— Begin —

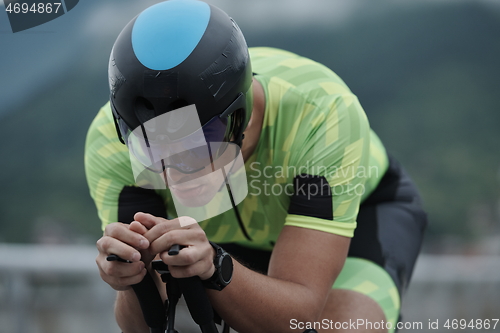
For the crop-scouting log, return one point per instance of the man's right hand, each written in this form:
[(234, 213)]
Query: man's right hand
[(126, 241)]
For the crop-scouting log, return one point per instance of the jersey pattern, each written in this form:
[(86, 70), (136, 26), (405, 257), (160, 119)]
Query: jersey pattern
[(313, 127)]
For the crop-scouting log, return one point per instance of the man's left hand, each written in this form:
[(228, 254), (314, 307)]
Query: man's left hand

— End —

Set exercise ::
Reproduce the data above verbatim, leaving out the pictures.

Problem solution ::
For the crop-scouting log, return one point per instance of the man's right hand, each written in this form:
[(234, 213)]
Query: man's right hand
[(126, 241)]
For the crop-scouting log, return one point per instance of the jersey pattern, each written in this form:
[(86, 70), (136, 26), (405, 257), (160, 119)]
Query: jersey pattern
[(313, 127)]
For the crop-scouting log, return one point per instance of the man's left hand, each written in this form:
[(228, 254), (314, 307)]
Query: man's left hand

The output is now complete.